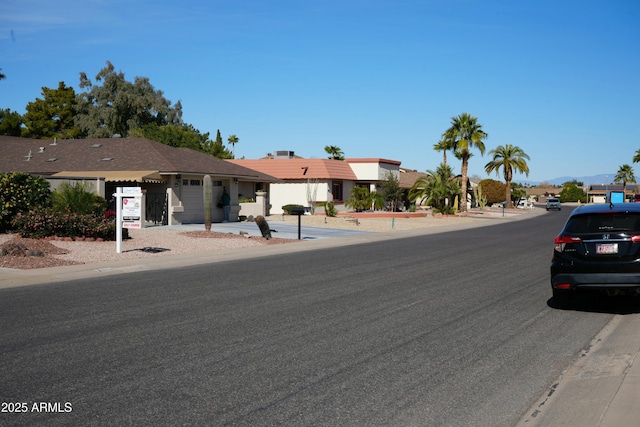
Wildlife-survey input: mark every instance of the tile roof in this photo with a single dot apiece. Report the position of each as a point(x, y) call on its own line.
point(46, 157)
point(301, 169)
point(409, 177)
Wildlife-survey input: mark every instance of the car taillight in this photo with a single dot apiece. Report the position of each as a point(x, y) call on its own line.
point(561, 241)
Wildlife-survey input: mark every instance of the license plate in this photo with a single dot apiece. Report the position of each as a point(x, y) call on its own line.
point(607, 248)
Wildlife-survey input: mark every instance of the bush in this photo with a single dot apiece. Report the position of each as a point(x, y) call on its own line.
point(20, 193)
point(289, 208)
point(45, 222)
point(493, 190)
point(76, 198)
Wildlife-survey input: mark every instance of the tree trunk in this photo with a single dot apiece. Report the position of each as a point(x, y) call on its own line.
point(463, 198)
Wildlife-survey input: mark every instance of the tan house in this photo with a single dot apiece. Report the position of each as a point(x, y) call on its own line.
point(308, 182)
point(170, 178)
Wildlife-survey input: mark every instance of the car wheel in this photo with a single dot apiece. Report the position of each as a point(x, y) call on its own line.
point(562, 298)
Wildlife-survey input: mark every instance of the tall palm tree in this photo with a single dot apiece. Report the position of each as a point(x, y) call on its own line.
point(509, 158)
point(624, 175)
point(438, 188)
point(335, 153)
point(444, 145)
point(233, 140)
point(465, 133)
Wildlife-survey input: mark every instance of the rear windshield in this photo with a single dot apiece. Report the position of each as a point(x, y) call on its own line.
point(604, 222)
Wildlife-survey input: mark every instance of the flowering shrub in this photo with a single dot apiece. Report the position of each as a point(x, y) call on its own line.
point(44, 222)
point(19, 193)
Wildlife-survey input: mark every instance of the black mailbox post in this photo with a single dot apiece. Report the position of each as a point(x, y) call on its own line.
point(299, 212)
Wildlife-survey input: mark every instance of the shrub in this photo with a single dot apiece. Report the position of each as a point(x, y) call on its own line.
point(330, 210)
point(77, 198)
point(45, 222)
point(20, 193)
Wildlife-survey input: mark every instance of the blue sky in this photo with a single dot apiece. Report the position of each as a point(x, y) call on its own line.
point(377, 78)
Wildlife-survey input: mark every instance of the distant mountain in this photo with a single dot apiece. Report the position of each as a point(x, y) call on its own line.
point(586, 180)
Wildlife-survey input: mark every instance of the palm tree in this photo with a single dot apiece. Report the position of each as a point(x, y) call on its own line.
point(335, 153)
point(444, 145)
point(465, 133)
point(438, 188)
point(624, 175)
point(233, 140)
point(509, 158)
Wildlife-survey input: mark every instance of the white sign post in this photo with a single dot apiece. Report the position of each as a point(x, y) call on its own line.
point(128, 211)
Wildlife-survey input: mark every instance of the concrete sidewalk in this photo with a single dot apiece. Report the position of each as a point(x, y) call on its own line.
point(602, 388)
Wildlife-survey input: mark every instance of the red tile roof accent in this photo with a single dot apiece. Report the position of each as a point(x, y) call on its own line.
point(300, 169)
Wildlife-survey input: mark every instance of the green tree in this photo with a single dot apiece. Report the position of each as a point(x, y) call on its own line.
point(493, 190)
point(216, 148)
point(508, 158)
point(116, 105)
point(444, 145)
point(52, 116)
point(335, 153)
point(233, 140)
point(21, 193)
point(391, 190)
point(572, 193)
point(438, 188)
point(10, 123)
point(464, 134)
point(624, 175)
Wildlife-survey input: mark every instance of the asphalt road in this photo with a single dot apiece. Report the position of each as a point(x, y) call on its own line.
point(450, 329)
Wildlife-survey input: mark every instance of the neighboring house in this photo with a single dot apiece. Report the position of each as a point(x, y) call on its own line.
point(308, 182)
point(170, 178)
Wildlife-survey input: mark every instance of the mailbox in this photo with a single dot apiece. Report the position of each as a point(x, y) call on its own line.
point(298, 211)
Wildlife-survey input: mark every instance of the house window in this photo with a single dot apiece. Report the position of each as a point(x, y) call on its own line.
point(336, 189)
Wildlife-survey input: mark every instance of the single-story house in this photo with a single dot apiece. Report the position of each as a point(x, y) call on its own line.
point(308, 182)
point(598, 193)
point(170, 178)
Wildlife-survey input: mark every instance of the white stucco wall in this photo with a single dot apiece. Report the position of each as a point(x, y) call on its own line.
point(374, 171)
point(294, 193)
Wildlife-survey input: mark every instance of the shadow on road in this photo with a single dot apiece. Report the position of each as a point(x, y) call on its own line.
point(600, 302)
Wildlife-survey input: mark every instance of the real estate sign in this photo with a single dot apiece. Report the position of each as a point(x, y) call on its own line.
point(131, 208)
point(128, 211)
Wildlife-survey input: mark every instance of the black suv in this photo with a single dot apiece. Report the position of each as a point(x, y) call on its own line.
point(598, 248)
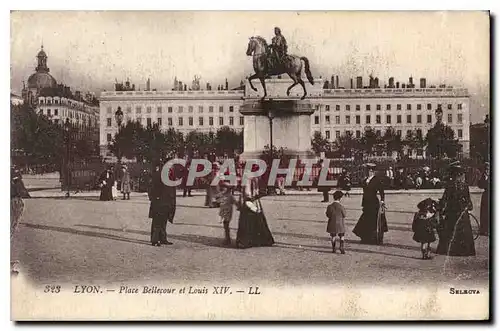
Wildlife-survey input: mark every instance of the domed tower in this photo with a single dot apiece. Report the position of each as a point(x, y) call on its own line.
point(40, 80)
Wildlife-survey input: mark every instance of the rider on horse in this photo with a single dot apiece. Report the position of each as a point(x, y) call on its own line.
point(279, 47)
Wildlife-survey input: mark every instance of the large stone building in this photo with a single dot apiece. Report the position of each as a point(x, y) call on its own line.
point(59, 103)
point(338, 110)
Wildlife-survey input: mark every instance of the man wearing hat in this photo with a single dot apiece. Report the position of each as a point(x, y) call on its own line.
point(372, 224)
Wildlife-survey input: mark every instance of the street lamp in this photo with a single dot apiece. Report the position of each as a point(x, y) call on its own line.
point(67, 130)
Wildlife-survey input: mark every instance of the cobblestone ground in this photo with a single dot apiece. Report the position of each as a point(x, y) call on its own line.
point(85, 240)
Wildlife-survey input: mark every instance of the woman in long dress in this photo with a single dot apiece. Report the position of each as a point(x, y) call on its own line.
point(253, 230)
point(455, 231)
point(372, 224)
point(484, 183)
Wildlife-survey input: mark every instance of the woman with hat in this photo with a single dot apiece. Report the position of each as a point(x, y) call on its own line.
point(372, 224)
point(484, 183)
point(455, 231)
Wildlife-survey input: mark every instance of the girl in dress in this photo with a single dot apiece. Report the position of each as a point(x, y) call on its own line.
point(424, 223)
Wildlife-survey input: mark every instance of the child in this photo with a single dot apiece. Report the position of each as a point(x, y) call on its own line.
point(336, 216)
point(424, 223)
point(226, 201)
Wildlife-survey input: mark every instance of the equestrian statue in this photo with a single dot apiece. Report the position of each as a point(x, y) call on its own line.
point(274, 60)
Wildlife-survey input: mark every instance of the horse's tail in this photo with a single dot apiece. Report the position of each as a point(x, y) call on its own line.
point(307, 70)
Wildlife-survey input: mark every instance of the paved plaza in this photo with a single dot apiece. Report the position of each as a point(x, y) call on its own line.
point(85, 240)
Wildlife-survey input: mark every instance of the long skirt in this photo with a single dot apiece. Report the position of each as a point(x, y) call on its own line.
point(366, 228)
point(455, 236)
point(484, 226)
point(253, 230)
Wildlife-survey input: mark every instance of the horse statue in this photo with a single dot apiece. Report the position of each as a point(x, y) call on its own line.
point(264, 66)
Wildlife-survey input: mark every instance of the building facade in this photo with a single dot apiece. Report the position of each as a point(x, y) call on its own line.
point(338, 111)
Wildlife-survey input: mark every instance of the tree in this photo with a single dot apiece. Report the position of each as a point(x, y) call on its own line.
point(441, 141)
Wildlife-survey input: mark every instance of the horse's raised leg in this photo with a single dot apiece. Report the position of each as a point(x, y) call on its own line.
point(250, 81)
point(263, 82)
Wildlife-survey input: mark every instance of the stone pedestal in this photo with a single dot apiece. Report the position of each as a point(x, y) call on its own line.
point(291, 119)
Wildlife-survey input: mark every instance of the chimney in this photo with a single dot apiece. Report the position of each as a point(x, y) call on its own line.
point(359, 82)
point(391, 82)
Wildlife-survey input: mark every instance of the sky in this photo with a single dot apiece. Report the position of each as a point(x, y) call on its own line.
point(89, 50)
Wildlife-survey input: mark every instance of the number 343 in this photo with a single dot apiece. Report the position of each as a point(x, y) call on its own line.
point(52, 289)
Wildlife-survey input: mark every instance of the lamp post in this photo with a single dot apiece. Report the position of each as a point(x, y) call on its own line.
point(67, 130)
point(119, 120)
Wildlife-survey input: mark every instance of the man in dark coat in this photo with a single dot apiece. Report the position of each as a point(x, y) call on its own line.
point(162, 207)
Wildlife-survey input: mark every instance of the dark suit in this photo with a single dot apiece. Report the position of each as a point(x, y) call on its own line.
point(366, 228)
point(162, 208)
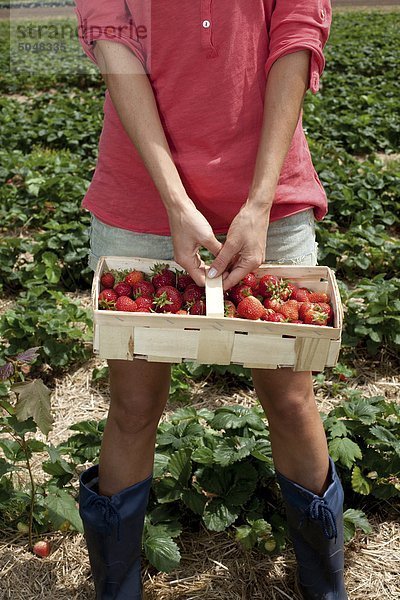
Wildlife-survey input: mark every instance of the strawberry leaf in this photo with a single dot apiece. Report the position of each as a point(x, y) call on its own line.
point(162, 552)
point(344, 450)
point(34, 401)
point(359, 483)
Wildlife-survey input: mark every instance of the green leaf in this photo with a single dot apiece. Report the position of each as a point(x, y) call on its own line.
point(194, 501)
point(62, 507)
point(180, 466)
point(218, 516)
point(34, 401)
point(233, 449)
point(203, 456)
point(162, 552)
point(344, 450)
point(352, 520)
point(359, 483)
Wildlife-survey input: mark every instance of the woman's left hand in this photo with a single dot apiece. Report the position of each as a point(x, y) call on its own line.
point(244, 248)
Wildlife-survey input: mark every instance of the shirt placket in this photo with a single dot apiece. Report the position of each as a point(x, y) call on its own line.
point(207, 29)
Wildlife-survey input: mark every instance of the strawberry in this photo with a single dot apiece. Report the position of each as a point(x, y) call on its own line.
point(275, 318)
point(107, 299)
point(267, 313)
point(168, 299)
point(229, 309)
point(198, 308)
point(285, 290)
point(144, 304)
point(273, 303)
point(318, 297)
point(239, 292)
point(267, 285)
point(143, 288)
point(134, 277)
point(304, 307)
point(250, 308)
point(301, 294)
point(251, 280)
point(42, 549)
point(107, 280)
point(327, 308)
point(126, 304)
point(123, 289)
point(162, 276)
point(193, 293)
point(183, 280)
point(290, 310)
point(315, 316)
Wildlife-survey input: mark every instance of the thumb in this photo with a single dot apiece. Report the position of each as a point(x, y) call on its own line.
point(221, 261)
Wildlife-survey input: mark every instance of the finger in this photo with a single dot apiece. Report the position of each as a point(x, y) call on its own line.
point(237, 274)
point(223, 260)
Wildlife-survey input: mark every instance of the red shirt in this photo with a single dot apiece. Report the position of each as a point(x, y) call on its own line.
point(207, 62)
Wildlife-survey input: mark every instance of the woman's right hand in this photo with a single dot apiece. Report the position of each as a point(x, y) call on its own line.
point(190, 230)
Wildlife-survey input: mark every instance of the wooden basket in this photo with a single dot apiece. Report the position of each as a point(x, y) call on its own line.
point(215, 339)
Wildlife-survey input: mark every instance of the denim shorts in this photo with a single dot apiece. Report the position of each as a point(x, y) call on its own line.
point(290, 240)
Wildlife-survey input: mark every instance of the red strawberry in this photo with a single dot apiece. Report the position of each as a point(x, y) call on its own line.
point(327, 308)
point(144, 304)
point(162, 276)
point(301, 294)
point(276, 318)
point(42, 549)
point(229, 309)
point(107, 280)
point(315, 316)
point(134, 277)
point(267, 285)
point(126, 304)
point(273, 303)
point(251, 280)
point(290, 310)
point(183, 280)
point(107, 299)
point(198, 308)
point(285, 290)
point(239, 292)
point(143, 288)
point(123, 289)
point(168, 299)
point(193, 293)
point(304, 307)
point(250, 308)
point(318, 297)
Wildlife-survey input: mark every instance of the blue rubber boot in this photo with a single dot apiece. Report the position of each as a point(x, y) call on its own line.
point(113, 530)
point(316, 530)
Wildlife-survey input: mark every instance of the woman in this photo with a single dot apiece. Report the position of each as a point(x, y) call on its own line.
point(203, 138)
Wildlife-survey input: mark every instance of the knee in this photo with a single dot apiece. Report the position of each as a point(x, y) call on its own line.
point(289, 409)
point(135, 415)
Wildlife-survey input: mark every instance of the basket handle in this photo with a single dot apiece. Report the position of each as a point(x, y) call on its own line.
point(214, 296)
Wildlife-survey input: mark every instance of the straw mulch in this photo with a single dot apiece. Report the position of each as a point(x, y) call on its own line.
point(213, 567)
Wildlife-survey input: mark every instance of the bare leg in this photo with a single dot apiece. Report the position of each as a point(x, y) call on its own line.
point(298, 439)
point(139, 393)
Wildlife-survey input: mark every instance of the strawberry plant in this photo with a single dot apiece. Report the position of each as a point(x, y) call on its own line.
point(24, 411)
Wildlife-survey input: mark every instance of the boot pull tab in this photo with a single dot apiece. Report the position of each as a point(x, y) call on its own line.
point(109, 513)
point(319, 511)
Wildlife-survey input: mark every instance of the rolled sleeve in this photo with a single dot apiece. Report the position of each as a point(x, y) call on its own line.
point(107, 20)
point(300, 25)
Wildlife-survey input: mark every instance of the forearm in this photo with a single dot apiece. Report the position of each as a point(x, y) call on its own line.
point(134, 101)
point(286, 87)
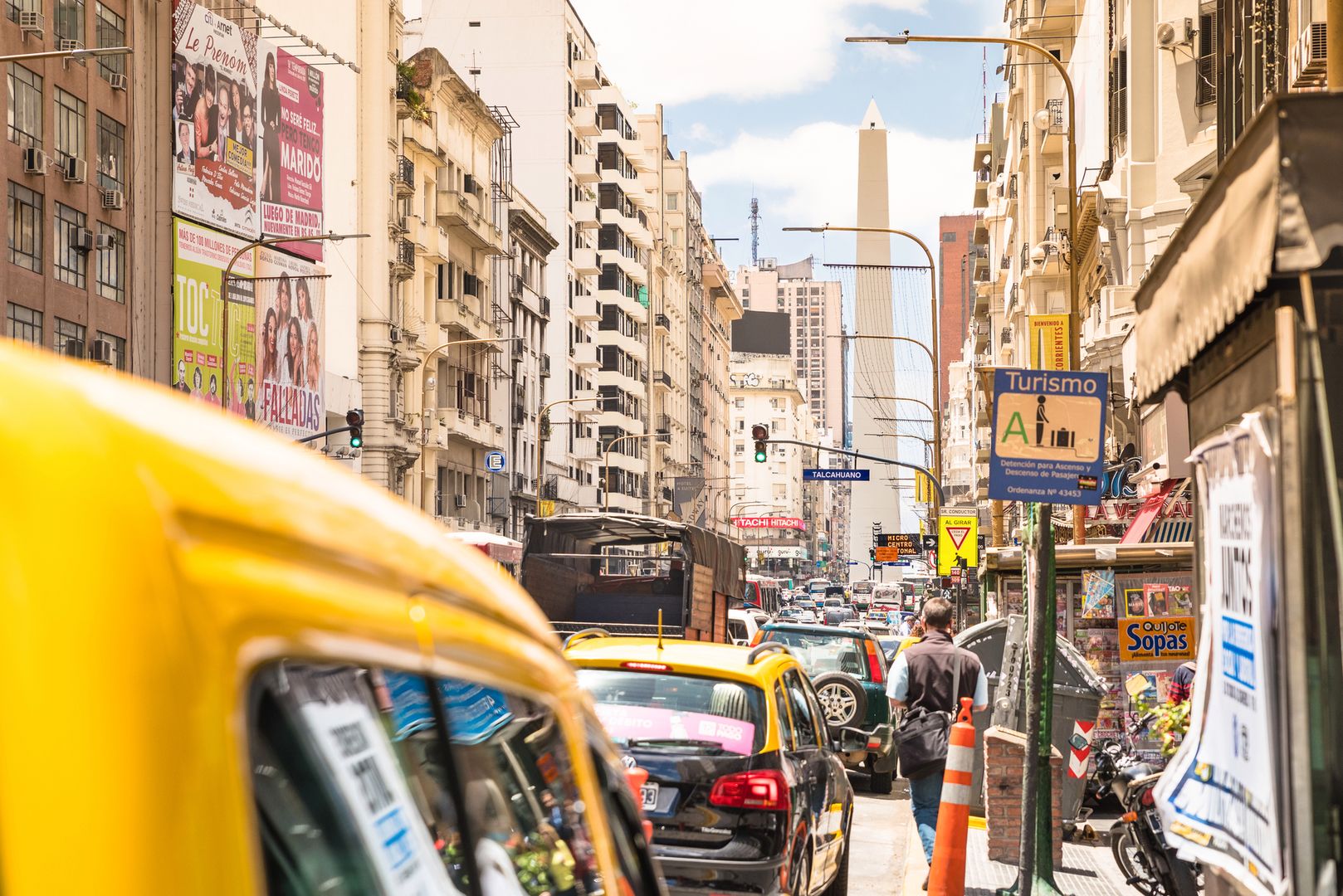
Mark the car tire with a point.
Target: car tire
(840, 884)
(842, 699)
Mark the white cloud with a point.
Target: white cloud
(736, 49)
(810, 176)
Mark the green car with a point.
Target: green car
(847, 670)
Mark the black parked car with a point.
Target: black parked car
(745, 789)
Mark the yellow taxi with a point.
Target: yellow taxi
(234, 668)
(745, 789)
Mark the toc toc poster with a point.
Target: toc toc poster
(291, 108)
(200, 257)
(214, 119)
(291, 297)
(1218, 796)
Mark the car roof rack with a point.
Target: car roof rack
(584, 635)
(763, 648)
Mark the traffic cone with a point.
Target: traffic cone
(947, 874)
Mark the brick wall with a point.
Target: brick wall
(1004, 778)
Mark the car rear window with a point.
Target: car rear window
(825, 652)
(657, 709)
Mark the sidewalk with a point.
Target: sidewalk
(1088, 869)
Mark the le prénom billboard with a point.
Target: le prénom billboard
(214, 119)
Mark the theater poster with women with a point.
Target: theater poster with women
(291, 295)
(291, 169)
(215, 119)
(200, 257)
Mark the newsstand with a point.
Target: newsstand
(1077, 694)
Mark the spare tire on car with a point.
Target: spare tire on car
(842, 699)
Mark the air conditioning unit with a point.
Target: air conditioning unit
(32, 22)
(101, 353)
(34, 162)
(81, 238)
(76, 169)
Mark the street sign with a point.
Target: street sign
(1049, 427)
(828, 475)
(958, 536)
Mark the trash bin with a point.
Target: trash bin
(1077, 694)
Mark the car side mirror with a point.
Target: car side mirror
(849, 740)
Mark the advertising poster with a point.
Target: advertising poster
(1049, 342)
(291, 163)
(1217, 798)
(214, 119)
(200, 257)
(291, 362)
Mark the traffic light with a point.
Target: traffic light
(354, 421)
(760, 433)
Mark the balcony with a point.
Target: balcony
(461, 212)
(586, 262)
(586, 75)
(584, 169)
(584, 355)
(584, 121)
(584, 308)
(403, 178)
(586, 215)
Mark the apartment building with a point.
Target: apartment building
(65, 280)
(536, 58)
(815, 309)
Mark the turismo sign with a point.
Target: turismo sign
(1049, 427)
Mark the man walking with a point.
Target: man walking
(921, 679)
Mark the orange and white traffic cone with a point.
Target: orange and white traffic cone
(947, 874)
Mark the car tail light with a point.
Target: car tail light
(873, 661)
(766, 790)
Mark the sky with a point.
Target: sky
(766, 99)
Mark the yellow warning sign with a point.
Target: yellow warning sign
(958, 536)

▶ [The task]: Everything starting at the line containing "Target: car roof rack" and ending at the line containing "Mark the apartment building with a point." in the records above should be repeated exactly, and only that.

▶ [Reply]:
Target: car roof rack
(584, 635)
(763, 648)
Mark the traffic cone with a point.
Target: traffic cone
(947, 874)
Mark the brick wall with a point.
Target: brick wall
(1004, 778)
Mark the car rear window with a point.
Target: car rear window
(825, 652)
(657, 709)
Mark the sidewalk with a point.
Target: sidewalk
(1088, 869)
Mark the le prénom billboard with a point.
Target: le prénom billboard
(214, 119)
Mark the theater poster with women with a point.
Target: theater poster with women
(291, 295)
(291, 169)
(215, 119)
(200, 257)
Mark the newsstand with a point.
Target: newsstand
(1077, 694)
Mark the spare tire on car with a point.
Target: spare tire on car
(842, 699)
Mark the air conditioning unit with a point.
Target: air conditioning unit
(32, 22)
(101, 353)
(34, 162)
(81, 238)
(76, 169)
Mark the street sign with a point.
Target: street sign
(1049, 427)
(828, 475)
(958, 536)
Mark the trash bin with a point.
Target: trash bin
(1077, 694)
Mark the car side mirror with a point.
Target: car side mirror
(849, 740)
Mark the advertising poster with a point.
Target: advertising poster
(1049, 342)
(291, 163)
(1217, 798)
(214, 119)
(200, 257)
(291, 362)
Mark the traffic light with a point.
Target: traffic light
(354, 421)
(760, 433)
Mark the balcony with a point.
Target: balcony
(461, 212)
(586, 262)
(586, 75)
(584, 169)
(584, 355)
(584, 121)
(584, 308)
(403, 178)
(586, 215)
Mark the apartment building with a point.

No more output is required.